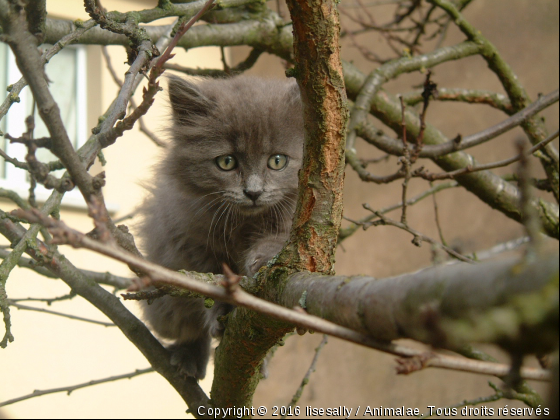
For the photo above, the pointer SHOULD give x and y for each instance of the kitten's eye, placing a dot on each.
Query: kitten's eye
(277, 162)
(226, 162)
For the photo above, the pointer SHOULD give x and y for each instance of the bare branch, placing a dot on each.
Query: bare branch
(11, 302)
(470, 169)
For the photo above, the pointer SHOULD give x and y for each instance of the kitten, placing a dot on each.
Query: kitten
(224, 193)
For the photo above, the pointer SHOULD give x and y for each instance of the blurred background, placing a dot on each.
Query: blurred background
(51, 351)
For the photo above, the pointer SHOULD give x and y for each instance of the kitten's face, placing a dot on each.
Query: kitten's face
(237, 142)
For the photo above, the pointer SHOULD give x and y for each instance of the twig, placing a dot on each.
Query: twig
(69, 316)
(48, 301)
(438, 223)
(418, 237)
(470, 169)
(392, 146)
(529, 218)
(102, 278)
(143, 128)
(346, 232)
(305, 379)
(72, 388)
(406, 162)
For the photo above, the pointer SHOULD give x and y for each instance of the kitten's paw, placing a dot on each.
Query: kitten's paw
(191, 358)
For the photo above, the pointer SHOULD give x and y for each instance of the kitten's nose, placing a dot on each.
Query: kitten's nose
(253, 195)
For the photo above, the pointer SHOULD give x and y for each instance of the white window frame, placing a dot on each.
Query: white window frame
(15, 179)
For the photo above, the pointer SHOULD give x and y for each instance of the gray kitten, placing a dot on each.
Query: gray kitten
(224, 193)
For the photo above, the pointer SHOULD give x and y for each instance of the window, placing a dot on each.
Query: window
(68, 84)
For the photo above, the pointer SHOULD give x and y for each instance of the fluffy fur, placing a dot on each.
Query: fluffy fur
(201, 215)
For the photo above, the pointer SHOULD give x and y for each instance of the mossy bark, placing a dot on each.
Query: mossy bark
(249, 336)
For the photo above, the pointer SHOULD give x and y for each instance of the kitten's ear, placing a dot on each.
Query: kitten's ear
(187, 100)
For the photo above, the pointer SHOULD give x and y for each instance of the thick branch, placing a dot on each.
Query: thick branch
(445, 305)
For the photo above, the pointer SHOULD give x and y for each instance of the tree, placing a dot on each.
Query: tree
(430, 306)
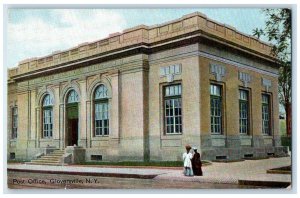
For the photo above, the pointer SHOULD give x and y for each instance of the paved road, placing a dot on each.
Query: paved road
(217, 175)
(17, 180)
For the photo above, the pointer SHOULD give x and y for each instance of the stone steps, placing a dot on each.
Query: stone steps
(53, 158)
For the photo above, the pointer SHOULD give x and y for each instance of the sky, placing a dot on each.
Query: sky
(39, 32)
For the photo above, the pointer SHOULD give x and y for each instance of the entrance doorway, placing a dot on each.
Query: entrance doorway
(72, 125)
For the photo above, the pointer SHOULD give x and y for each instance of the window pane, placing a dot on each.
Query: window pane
(173, 122)
(101, 118)
(216, 109)
(266, 114)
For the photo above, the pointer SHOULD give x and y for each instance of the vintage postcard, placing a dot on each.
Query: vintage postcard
(149, 98)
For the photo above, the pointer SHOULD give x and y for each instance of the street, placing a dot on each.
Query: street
(20, 180)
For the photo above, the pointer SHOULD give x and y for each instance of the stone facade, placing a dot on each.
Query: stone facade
(130, 65)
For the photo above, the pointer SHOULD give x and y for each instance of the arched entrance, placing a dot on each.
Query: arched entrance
(71, 137)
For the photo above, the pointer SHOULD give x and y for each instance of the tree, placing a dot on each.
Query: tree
(278, 28)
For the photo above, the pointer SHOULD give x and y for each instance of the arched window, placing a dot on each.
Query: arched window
(72, 97)
(47, 116)
(101, 111)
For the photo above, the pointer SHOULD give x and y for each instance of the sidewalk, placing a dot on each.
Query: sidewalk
(229, 173)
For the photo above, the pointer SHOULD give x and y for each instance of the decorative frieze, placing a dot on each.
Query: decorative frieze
(245, 78)
(169, 71)
(217, 70)
(266, 83)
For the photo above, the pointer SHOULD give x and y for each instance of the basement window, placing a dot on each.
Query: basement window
(96, 157)
(248, 155)
(12, 156)
(218, 157)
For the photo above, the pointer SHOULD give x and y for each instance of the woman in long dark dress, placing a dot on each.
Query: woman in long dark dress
(196, 163)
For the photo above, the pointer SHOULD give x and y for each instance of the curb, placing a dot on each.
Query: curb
(271, 184)
(121, 175)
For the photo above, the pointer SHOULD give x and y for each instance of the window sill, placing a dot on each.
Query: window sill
(172, 136)
(104, 137)
(13, 140)
(267, 136)
(215, 135)
(46, 139)
(245, 136)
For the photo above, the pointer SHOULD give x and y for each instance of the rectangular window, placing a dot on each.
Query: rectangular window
(101, 119)
(244, 111)
(47, 122)
(266, 115)
(14, 122)
(216, 109)
(172, 104)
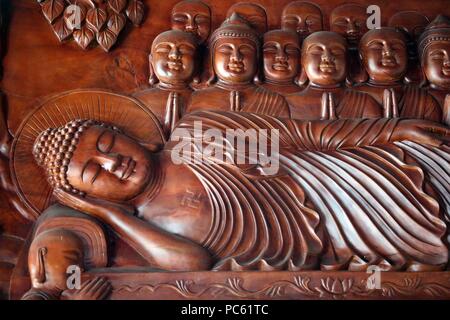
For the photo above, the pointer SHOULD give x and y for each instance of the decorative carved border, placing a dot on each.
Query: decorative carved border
(279, 285)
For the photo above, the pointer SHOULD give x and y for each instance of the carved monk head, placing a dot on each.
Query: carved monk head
(324, 58)
(349, 20)
(192, 16)
(253, 13)
(434, 51)
(234, 51)
(51, 253)
(281, 52)
(172, 58)
(384, 54)
(412, 23)
(302, 17)
(88, 157)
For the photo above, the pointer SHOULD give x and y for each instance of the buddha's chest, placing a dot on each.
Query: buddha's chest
(181, 207)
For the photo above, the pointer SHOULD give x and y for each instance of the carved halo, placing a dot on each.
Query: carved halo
(87, 229)
(123, 112)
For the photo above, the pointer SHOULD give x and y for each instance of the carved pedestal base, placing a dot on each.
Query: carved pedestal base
(276, 285)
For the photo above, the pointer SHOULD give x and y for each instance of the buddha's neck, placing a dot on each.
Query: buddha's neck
(284, 82)
(153, 186)
(439, 88)
(391, 83)
(175, 86)
(232, 86)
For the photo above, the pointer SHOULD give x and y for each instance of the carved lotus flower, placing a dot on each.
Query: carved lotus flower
(337, 287)
(91, 21)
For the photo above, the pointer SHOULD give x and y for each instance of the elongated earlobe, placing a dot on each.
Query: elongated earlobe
(153, 79)
(41, 265)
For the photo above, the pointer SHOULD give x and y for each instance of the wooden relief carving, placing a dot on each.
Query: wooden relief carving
(91, 22)
(412, 24)
(166, 186)
(253, 13)
(302, 17)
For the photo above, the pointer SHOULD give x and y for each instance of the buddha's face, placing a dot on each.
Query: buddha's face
(350, 22)
(254, 14)
(301, 17)
(173, 57)
(324, 58)
(235, 60)
(412, 24)
(51, 253)
(384, 55)
(192, 16)
(109, 165)
(281, 52)
(436, 64)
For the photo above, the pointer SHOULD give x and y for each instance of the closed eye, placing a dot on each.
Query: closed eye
(225, 49)
(179, 18)
(90, 172)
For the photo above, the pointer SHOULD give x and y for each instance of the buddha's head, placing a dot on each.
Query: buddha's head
(302, 17)
(412, 23)
(253, 13)
(192, 16)
(349, 20)
(173, 57)
(324, 58)
(50, 254)
(281, 55)
(89, 157)
(434, 51)
(235, 52)
(384, 55)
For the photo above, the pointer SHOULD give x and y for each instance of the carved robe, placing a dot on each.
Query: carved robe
(306, 105)
(246, 99)
(167, 108)
(344, 198)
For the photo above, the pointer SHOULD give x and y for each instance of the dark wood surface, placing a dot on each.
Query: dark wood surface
(42, 75)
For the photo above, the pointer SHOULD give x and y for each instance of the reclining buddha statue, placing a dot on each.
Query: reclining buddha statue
(346, 194)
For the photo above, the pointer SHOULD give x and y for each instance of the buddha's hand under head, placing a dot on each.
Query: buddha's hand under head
(93, 289)
(97, 208)
(421, 131)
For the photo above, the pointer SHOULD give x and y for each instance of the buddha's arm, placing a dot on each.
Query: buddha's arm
(160, 248)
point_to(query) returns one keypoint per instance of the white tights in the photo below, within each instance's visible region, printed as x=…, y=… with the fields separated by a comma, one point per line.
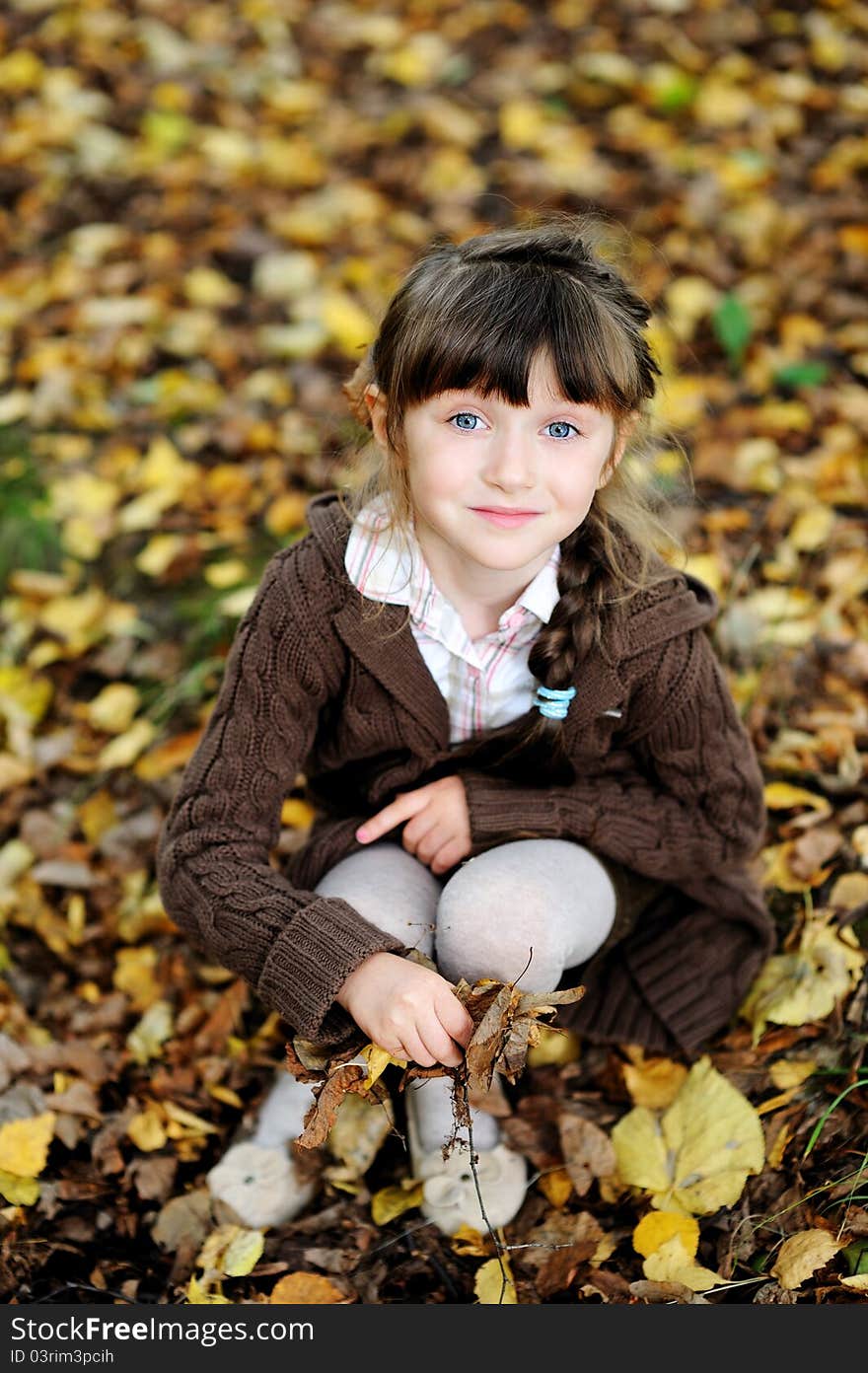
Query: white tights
x=548, y=896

§ §

- Task to complete
Only the lines starting at the one that holds "robe, placing a dot on each." and ending at the last line of the data belong in your answer. Please set them down exactly and omit the pictures.

- Answer below
For the photo above, the pointer SHOULD give x and y for each instance of the carved robe, placing a dot on each.
Query: carved robe
(306, 105)
(246, 99)
(167, 108)
(344, 198)
For the photo above, the pointer SHOULD give x and y for each instance of the dark wood surface, placing a dot on each.
Query: dark wood surface
(42, 75)
For the photo above, the pointer SHOULD give x and y for each instance of the reclining buddha statue, placing a dot on each.
Query: reclining buddha statue
(346, 194)
For the photo above, the pointer SHOULD give x and y for each instance of the buddha's hand under head, placing a dot on each.
Query: buddha's hand under head
(93, 289)
(97, 208)
(421, 131)
For the photo above, the pointer SHOULD give x and y for each instance of the buddha's arm, placing a dot on each.
Query: buddha's arm
(160, 248)
point_to(query) returns one keypoint per instance of the white tights in the photo below, within each instance's visible region, printed as x=…, y=… with the fields separated by a comma, one point per line.
Query: white tights
x=548, y=896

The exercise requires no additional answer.